### Excerpt provided
— START —

In general, all III-N layers grown on silicon substrates, as well
as other foreign substrates that have smaller thermal expansion
coefficients than the III-N layers, need to be under sufficiently
large compressive stress during growth so that during or after the
time that the layers are cooled from growth temperature to room
temperature (the time when the stress in the layers becomes more
tensile and/or less compressive), defects associated with strain
relief are not formed in the III-N layers. Hence, with the presence
of the first III-N structure 40, it may be possible to grow
substantially thicker III-N layers above it. For example, the
additional III-N layer 60 may be grown substantially thicker, such
as thicker than about 2 microns, thicker than about 3 microns,
thicker than about 5 microns, or thicker than about 10 microns
without the second III-N structure 50 needing to provide as much
stress control as would have been necessary had the first III-N
structure 40 been omitted.
[0020] Consequently, the III-N layer structure of FIG. 3 is
characterized in that the difference in compositions between
adjacent III-N well and barrier layers within the second III-N
structure 50 can be small. For example, each III-N barrier layer
within the second III-N structure 50 can have an Al composition
that differs by about 0.5 or less, about 0.2 or less, about 0.1 or
less, or about 0.05 or less, from that of each of the III-N well
layers.
[0021] Abrupt changes in Al composition between adjacent III-N well
and barrier layers in the second III-N structure 50 can induce
undesirable excess electrons or two-dimensional electron gasses
(2DEGs) in the III-N well layers if there is too high of an Al
compositional difference between the two layers. Layer structures
with small compositional differences between adjacent III-N layers,
as in the III-N layer structure of FIG. 3, can substantially
eliminate mobile charge in the structure, which can be advantageous
for III-N device performance. In many devices that require III-N
layers grown on foreign substrates, for example III-N high electron
mobility transistors (HEMTs), the devices also require a conducting
channel, such as a two-dimensional electron gas (2DEG), in the
channel and contact regions of the III-N material layers. However,
there must be no substantial amount of mobile charge in other
portions of the III-N material layers, such as the portions between
the device channel and the substrate. For example, in III-N HEMTs,
the presence of mobile charge in the regions of III-N material
between the channel and the substrate can lead to degradation of
performance at higher frequencies, as well as leakage currents and
reduced breakdown voltages.

— END —

### Provided records
— START —

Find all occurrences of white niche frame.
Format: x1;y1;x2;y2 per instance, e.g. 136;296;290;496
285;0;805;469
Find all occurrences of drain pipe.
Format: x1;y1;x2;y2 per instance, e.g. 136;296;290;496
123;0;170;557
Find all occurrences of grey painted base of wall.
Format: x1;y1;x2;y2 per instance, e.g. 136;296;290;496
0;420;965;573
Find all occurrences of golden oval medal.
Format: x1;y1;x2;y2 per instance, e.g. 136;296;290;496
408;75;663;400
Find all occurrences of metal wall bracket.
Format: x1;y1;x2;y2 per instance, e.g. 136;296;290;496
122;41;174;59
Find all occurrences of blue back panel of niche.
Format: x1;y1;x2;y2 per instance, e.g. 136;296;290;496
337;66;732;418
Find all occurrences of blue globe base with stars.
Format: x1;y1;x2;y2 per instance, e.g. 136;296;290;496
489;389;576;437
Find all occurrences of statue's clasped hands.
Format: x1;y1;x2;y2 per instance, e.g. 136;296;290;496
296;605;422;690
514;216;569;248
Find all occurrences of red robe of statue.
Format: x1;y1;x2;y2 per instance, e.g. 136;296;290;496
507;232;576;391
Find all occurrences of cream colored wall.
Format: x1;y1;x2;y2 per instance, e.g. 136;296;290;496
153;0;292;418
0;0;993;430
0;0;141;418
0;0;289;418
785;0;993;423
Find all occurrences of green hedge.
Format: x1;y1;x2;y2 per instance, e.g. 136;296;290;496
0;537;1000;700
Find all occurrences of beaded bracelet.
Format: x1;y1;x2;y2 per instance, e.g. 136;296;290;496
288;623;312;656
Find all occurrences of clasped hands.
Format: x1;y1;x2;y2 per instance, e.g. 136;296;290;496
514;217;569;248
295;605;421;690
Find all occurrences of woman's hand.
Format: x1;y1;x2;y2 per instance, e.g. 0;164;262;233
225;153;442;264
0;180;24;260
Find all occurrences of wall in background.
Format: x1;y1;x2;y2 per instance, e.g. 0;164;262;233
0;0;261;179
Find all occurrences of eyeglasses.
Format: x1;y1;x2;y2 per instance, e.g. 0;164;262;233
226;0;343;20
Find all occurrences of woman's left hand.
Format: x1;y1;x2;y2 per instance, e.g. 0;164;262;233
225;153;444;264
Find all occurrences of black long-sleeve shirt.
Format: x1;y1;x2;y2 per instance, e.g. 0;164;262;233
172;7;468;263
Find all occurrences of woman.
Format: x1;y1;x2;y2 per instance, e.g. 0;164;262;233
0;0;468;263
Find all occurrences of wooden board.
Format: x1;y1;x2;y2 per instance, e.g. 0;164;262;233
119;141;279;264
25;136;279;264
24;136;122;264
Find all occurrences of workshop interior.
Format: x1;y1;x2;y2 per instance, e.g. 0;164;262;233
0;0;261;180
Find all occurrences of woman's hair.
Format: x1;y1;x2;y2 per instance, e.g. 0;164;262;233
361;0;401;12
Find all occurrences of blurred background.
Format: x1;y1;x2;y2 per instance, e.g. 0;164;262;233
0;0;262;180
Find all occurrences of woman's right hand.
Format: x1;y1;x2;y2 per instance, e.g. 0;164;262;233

— END —

### List of tasks
1. List every thickness threshold that the excerpt on III-N layer growth gives for the additional III-N layer 60.
2. Write the next few sentences of the excerpt on III-N layer growth, following on from its final sentence.

### Results
1. About 2 microns, about 3 microns, about 5 microns, and about 10 microns.

2.
[0022] The first III-N structure 40, an example of which is
illustrated schematically in FIG. 4, includes a plurality of III-N
layers 41-46 of decreasing aluminum composition, so that the
aluminum composition is reduced in steps. For example, layers 41-46
can be Al.sub.xGa.sub.yZ.sub.1-x-yN layers, where x+y is about 1 or
less than or equal to 1, and Z is another element such as In or B,
or a combination of other elements. In some implementations, layers
41-46 are Al.sub.xGa.sub.yN, where x+y is about 1. Each of III-N
layers 41-46 has a distinct aluminum composition x that is less
that the aluminum composition of the underlying III-N layer. The
difference in aluminum composition of successive layers in the
first III-N structure 40 shown in FIG. 4 can be small, for example
less than or equal to about 0.2, 0.1, or 0.05. That is, each layer
in the first III-N structure 40 can have an aluminum composition
that differs by about 0.2 or less, about 0.1 or less, or about 0.05
or less from at least one other layer in the first III-N structure
40. III-N layer 41 is the layer in the first III-N structure 40
closest to buffer layer 11 (shown in FIG. 3). III-N layer 41 has
the highest aluminum composition, x, of the III-N layers 41-46 in
the first III-N structure 40.
[0023] For example, III-N layer 41 can be Al.sub.xGa.sub.1-xN and
have an aluminum composition x of about 0.6. III-N layer 42, atop
III-N layer 41, can be Al.sub.aGa.sub.1-aN and have an aluminum
composition, a, which is less than that of III-N layer 41, such as
about 0.5. Likewise, each subsequent III-N layer, which in FIG. 4
includes III-N layers 43, 44, 45, and 46, has an Al composition
less than that of its underlying III-N layer. III-N layer 46 is the
layer in the first III-N structure 40 furthest from buffer layer 11
(FIG. 3). III-N layer 46 has the lowest aluminum composition of the
III-N layers in the first III-N structure 40. For example, III-N
layer 46 can be Al.sub.bGa.sub.1-bN and have an aluminum
composition b of about 0.2. The first III-N structure 40 can
include layers with aluminum compositions in the range of about 0.9
to 0.1, such as between about 0.6 and 0.2, and can include more or
fewer III-N layers than those shown in the example in FIG. 4. In
some implementations, the first III-N structure 40 includes at
least two III-N or Al.sub.xGa.sub.1-xN layers.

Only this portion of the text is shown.